Problem:
Down to the final line, print the records again exactly.

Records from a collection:
+ + + + +
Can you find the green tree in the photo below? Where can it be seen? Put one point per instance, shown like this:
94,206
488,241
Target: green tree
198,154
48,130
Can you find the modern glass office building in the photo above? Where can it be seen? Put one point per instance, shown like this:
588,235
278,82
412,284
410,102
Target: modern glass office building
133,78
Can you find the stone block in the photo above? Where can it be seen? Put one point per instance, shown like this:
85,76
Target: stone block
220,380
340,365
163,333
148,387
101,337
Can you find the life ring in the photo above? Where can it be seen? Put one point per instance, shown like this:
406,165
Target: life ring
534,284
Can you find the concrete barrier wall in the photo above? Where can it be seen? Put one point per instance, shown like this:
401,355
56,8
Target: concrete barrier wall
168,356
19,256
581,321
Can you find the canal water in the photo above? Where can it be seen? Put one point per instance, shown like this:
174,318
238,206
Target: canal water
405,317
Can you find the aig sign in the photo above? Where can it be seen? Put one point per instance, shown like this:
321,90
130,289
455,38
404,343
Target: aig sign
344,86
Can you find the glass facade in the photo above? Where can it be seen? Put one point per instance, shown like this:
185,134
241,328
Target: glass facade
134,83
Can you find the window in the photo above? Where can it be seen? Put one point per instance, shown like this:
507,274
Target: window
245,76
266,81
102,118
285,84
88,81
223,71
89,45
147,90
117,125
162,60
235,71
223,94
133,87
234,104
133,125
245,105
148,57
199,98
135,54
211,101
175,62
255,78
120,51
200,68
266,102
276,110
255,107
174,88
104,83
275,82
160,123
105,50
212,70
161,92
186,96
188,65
+ + + + +
Answer for the task:
Can you find the green tree in the photo below? Where can it be seen? Put one point per instance, shown like this:
94,206
488,241
Target: green tree
198,154
48,130
Can you find the modern glass office building in the photo above? Where can it be seen? Put one point per instance, shown like this:
588,235
278,82
412,284
410,102
Target: modern glass office building
133,78
Can you find the stone block in the photo above? Where can it be seen? Put one point per instance, shown like this:
85,76
Target: stone block
220,380
340,365
163,333
148,387
101,337
Can you find the life ring in the photo above? Where can it be seen? Put one point per instance, shown like this:
406,165
Target: life ring
534,284
Can you find the concrete barrier wall in the photo above? Where can it be seen? Put one point per instance, shown like this:
401,355
56,8
Target: concrete barrier wall
168,356
19,256
581,321
Can you find the canal water in the photo above? Where can it be seen? Put one point per instance, shown like this:
174,318
238,206
Target: canal water
405,317
Can you find the aig sign in the photo above? Where can it be seen? Put one point per instance, shown like this:
321,90
130,289
455,38
404,343
Target: aig sign
344,86
Can you find the glass facade in the photo above? Where can it be seen? Put one point per instance, shown like this:
185,134
241,328
Target: glass facade
134,83
Can you find the window in the photo above? Where can it be seen? Put one point per instance, shown like this:
507,274
Target: window
245,76
266,81
102,118
285,84
88,81
223,71
89,45
147,90
117,125
162,60
235,71
223,94
133,87
234,104
133,125
245,105
148,57
199,98
135,54
211,101
175,62
255,78
120,51
200,68
266,102
276,110
255,107
174,88
104,83
275,82
160,123
105,50
212,70
161,92
186,96
188,65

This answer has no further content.